LISTED RECORDS:
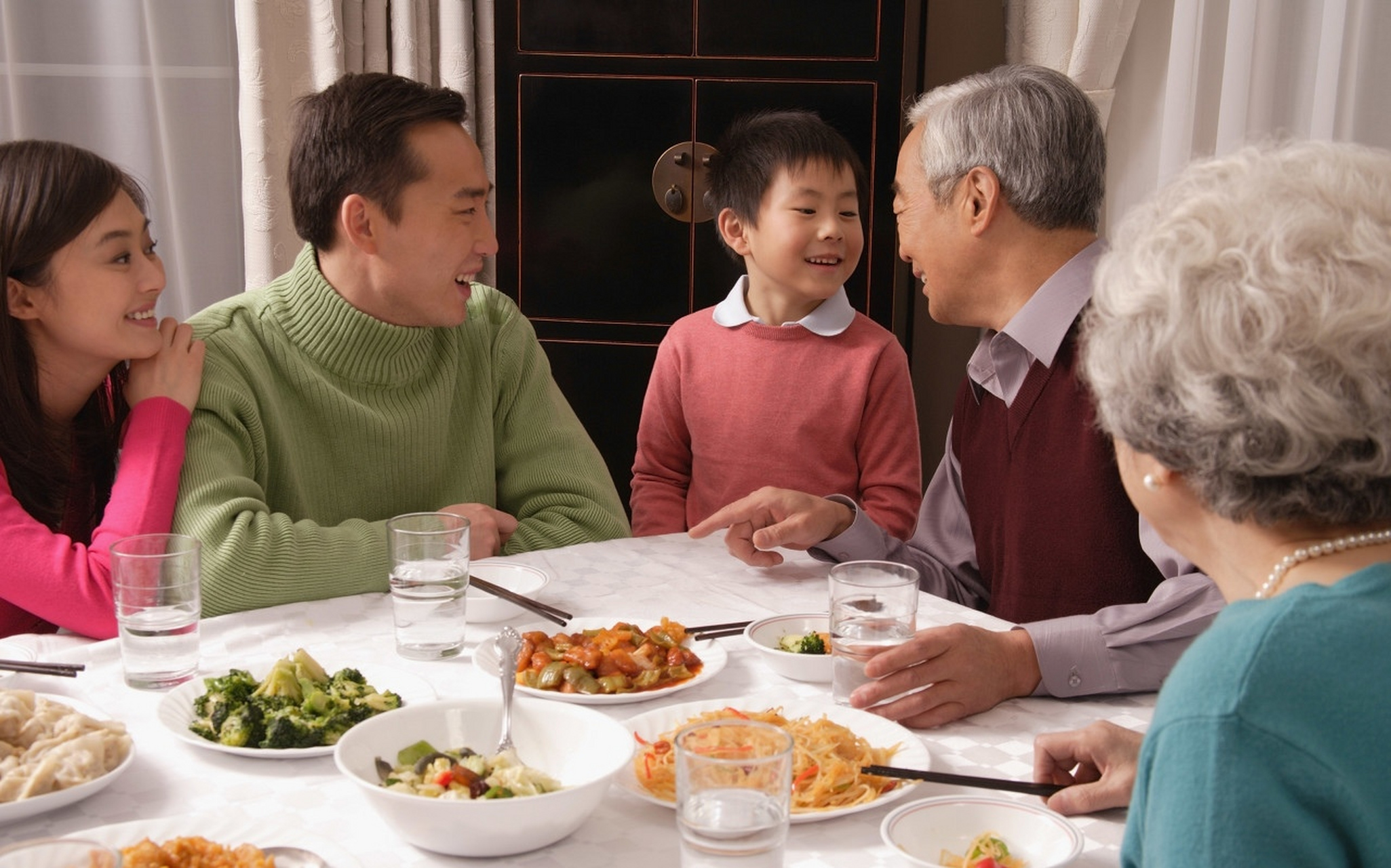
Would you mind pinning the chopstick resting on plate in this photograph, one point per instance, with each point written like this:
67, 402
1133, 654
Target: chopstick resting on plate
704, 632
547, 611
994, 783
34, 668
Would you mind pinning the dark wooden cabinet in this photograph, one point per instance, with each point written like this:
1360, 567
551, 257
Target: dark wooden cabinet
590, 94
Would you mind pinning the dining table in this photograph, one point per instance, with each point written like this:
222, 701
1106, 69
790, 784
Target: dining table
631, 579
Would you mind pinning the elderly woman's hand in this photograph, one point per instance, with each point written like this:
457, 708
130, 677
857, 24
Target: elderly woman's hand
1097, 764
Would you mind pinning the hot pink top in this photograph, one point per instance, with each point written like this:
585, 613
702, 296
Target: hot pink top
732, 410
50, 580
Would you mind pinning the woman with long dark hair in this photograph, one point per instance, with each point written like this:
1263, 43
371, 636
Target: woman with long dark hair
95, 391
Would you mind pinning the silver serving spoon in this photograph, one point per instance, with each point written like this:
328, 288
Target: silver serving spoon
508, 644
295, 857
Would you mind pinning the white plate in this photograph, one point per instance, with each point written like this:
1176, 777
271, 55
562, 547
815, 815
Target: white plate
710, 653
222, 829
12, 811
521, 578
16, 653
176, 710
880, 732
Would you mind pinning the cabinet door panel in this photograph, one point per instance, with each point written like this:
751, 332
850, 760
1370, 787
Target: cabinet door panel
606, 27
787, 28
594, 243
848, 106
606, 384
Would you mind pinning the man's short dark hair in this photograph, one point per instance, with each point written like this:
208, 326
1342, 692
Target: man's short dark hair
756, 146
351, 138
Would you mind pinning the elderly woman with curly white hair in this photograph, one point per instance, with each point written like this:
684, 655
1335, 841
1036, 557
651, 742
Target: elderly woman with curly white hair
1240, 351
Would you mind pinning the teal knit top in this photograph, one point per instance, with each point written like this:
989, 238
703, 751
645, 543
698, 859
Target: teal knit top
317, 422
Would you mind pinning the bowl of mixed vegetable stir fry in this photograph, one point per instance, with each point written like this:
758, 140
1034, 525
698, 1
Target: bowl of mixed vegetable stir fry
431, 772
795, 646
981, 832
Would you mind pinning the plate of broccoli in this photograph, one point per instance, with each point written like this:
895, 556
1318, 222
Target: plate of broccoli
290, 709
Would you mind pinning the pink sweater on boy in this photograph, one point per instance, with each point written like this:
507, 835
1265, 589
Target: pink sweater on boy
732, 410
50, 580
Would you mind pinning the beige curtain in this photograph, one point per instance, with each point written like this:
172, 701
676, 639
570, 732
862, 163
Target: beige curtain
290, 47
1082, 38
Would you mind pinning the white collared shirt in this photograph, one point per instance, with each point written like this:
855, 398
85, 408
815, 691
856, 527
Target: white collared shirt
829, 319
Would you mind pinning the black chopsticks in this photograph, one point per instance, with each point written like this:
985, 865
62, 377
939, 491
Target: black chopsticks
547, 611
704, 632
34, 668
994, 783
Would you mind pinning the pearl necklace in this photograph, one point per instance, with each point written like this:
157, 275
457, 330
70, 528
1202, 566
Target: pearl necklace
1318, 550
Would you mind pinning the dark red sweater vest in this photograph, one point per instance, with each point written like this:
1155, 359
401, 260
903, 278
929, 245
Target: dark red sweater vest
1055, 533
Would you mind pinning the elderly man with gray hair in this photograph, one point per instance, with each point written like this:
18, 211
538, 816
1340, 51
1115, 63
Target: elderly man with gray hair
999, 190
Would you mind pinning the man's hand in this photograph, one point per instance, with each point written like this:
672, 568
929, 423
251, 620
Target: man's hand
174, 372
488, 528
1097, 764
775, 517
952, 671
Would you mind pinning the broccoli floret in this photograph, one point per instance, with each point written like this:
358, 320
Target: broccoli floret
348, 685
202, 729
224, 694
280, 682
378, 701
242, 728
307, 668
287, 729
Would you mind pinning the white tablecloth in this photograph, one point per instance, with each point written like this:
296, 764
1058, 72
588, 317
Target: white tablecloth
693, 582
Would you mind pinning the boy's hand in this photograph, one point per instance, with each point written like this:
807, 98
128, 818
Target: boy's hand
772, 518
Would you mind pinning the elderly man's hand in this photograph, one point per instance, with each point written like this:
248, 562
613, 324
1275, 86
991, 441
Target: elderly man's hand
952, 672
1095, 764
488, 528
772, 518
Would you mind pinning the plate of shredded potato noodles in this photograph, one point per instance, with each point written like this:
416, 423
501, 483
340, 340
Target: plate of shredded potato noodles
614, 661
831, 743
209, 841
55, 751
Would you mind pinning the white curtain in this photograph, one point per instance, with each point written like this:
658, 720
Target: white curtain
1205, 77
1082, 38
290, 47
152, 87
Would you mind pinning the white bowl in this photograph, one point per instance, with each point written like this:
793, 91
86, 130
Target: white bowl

GIVEN PROBLEM: Output all of the entries verbatim, leaving out any images.

RESULT FOR THIS EXERCISE:
Would you mind pinning the chopstick resting on plate in this photograph, one point per instance, with each point written like this:
67, 402
1133, 654
Target: chopstick resting on plate
704, 632
547, 611
994, 783
34, 668
Would you mind pinning the dark wooden cabinet in this photograph, one point per instance, with each point written like this:
1360, 567
551, 257
Target: dark wooden cabinet
590, 94
Would you mind pinning the dining table in this photograph, one point per instance, with each point written like this:
222, 701
1106, 69
790, 784
Target: dining table
631, 579
Would you mind pinning the elderly woman's hand in this photograph, one point per instance, with each point written like this:
457, 708
130, 677
857, 24
Target: elderly woman's hand
1097, 764
Would you mind pinning the hot pink top in this photograph, one point per instance, with each point written like this:
585, 613
702, 296
Target: hot pink top
732, 410
50, 580
Would you mind pinning the woman with long dark hair in this photograph, one point per instance, with each point written like this:
1263, 43
371, 636
Target: woman with long dark hair
95, 391
Would you mind pinning the silver serving spoon in this photograph, one point per instance, with each point written like this:
328, 288
Target: silver serving spoon
508, 644
295, 857
Would you mind pinning the white plate in this photograph, one point per instance, with each point written like this:
1176, 777
271, 55
562, 547
815, 815
Target: white plate
710, 653
222, 829
12, 811
521, 578
16, 653
176, 710
880, 732
Would you mind pinning the cabinet door panel in this photograph, one point per instance, with each point written like this:
751, 332
850, 760
1370, 787
Target: cabinet door panel
606, 27
787, 28
594, 243
848, 106
606, 384
Would you mind pinning the man's short dark hair in this photograph, one point per instance, with each point written like this:
208, 326
1342, 692
Target: man's short dark hair
756, 146
351, 138
Would you mind pinning the elderly woman with curly white hair in this photograph, one point per instance, with each point written like this:
684, 655
1335, 841
1036, 557
651, 742
Target: elderly woman with curly white hair
1240, 351
Would you mind pinning the teal knit top in this photograph, one point per instance, with each point written like this:
989, 238
703, 751
645, 543
698, 859
Target: teal knit top
317, 422
Would you mind pinning the bowl of mixed vegetable stir fry in this photograph, one point per instance, with each point written like this:
758, 140
1034, 525
698, 1
Target: bowl of mixed vegetable stir fry
431, 772
795, 646
981, 832
Would you mind pinning the plate of broccoli in this photograph, one point per instance, with each point written like this:
895, 556
1318, 222
Target: plate of broccoli
290, 709
Would you mind pinning the pink sweater on boy in this photograph, one point per instance, with each point written like this:
507, 835
1265, 589
Target: pink sweater on boy
732, 410
50, 580
Would you mind pinning the beige curtain in this photograph, one point per instance, with each point written like this:
172, 701
676, 639
570, 732
862, 163
Target: beige curtain
290, 47
1082, 38
Would you mind pinning the white collared shirt in this photograph, one point per instance, with each point written like this:
855, 398
85, 408
815, 691
856, 527
Target: white collared shirt
829, 319
Would you mind pinning the black chopsticks in this photograph, one point per instance, with each point written like this:
985, 865
62, 377
939, 491
Target: black chopsticks
547, 611
704, 632
34, 668
994, 783
Would you mind pinning the pearl necklace in this photograph, one point per instance, with each point written like this:
157, 275
457, 330
70, 528
1202, 566
Target: pearl necklace
1318, 550
Would you mind pinning the dark red sweater vest in this photograph, one point per instance, with each point written like this:
1155, 359
401, 260
903, 278
929, 245
Target: dark red sweater vest
1055, 533
Would you mind pinning the elderly man with gray hair in this photograph, one point per instance, with each point written like this:
18, 211
538, 816
1340, 51
1115, 63
Target: elderly man with gray hair
999, 190
Would you mind pinning the man's hand in this photograph, one point per instance, with each point written like this:
672, 568
929, 423
251, 620
Target: man's hand
174, 372
488, 528
1097, 764
775, 517
952, 671
Would you mind pinning the broccoli floret in this photograph, one point per instance, with each point written like this:
358, 320
Target: broccoli floret
348, 685
202, 729
224, 694
280, 682
378, 701
242, 728
307, 668
287, 729
Would you mind pinning the white tablecloth in this photograph, one point per instance, with each point written like this:
296, 764
1058, 72
588, 317
Target: white tablecloth
693, 582
Would you mind pinning the boy's hand in this photograph, one point per instance, with each point written like this:
807, 98
128, 818
Target: boy's hand
772, 518
Would you mind pinning the elderly man's hand in this photograph, one point per instance, with each point written like this:
248, 562
613, 324
1275, 86
991, 441
Target: elderly man's hand
952, 672
1095, 764
488, 528
772, 518
Would you mind pinning the plate of shredded potato noodles in this photograph, one point per instance, with each point written like this:
416, 423
501, 483
340, 340
Target: plate of shredded potato noodles
614, 661
831, 743
209, 841
55, 751
Would you mind pinning the white curtain in this photograph, one point per instance, with each point written like this:
658, 720
Target: white curtain
1205, 77
1082, 38
290, 47
152, 87
Would you mind pinning the white bowl in this photograph, one point per instance, with each point written like this:
793, 91
86, 130
Target: white bowl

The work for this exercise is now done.